- Problem description -
Copy out the data below word for word, omitting the pictures.

- Supplied records -
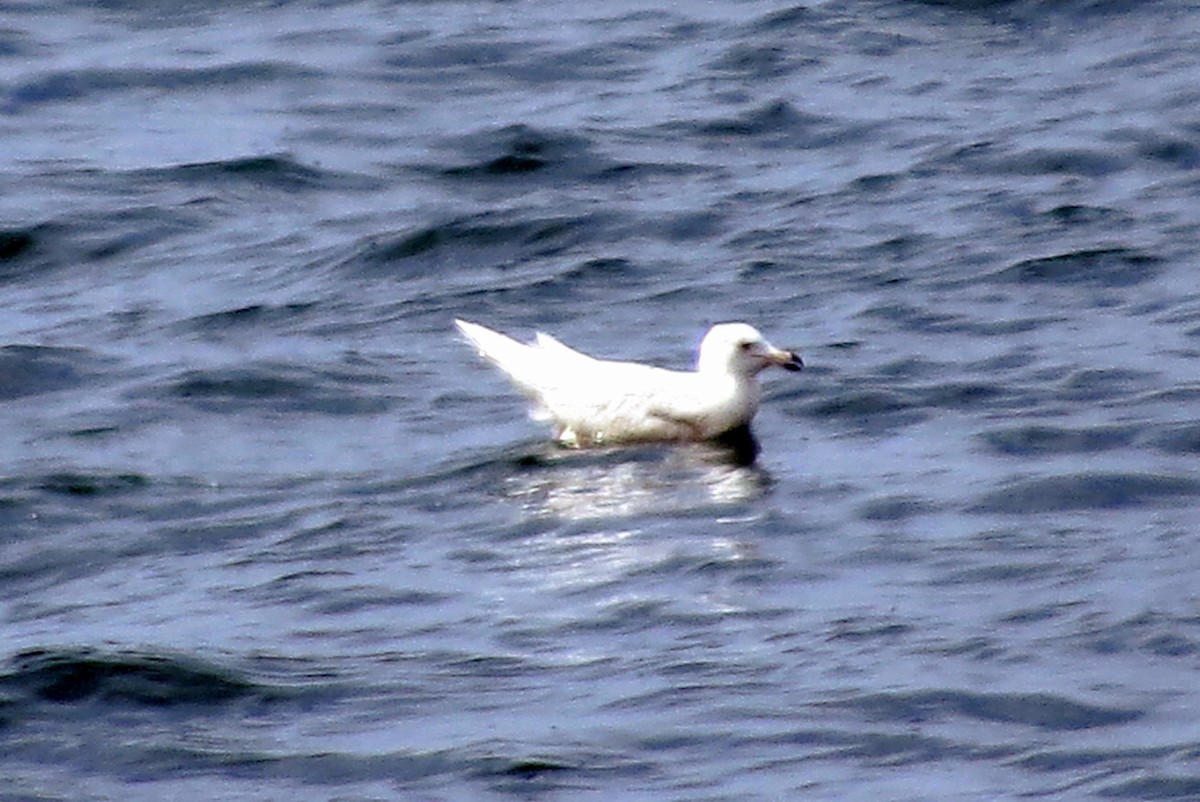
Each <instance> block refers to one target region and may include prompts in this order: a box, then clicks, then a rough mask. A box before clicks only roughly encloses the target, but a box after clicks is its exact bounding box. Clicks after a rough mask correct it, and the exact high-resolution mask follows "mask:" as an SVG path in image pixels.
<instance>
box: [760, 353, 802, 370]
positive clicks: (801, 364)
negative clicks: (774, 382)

- Task response -
Each <instance> block refers to one target region and may include prompts in this order: a box, then clicks, then a rough mask. A box before clicks only roughly encloses the target, but a box after clicks is its exact bounding box. Clicks after a rough mask correct it, and the exact high-resolution mask follows "mask:" as an SVG path in image pixels.
<instance>
box: [760, 353, 802, 370]
positive clicks: (801, 364)
negative clicks: (774, 382)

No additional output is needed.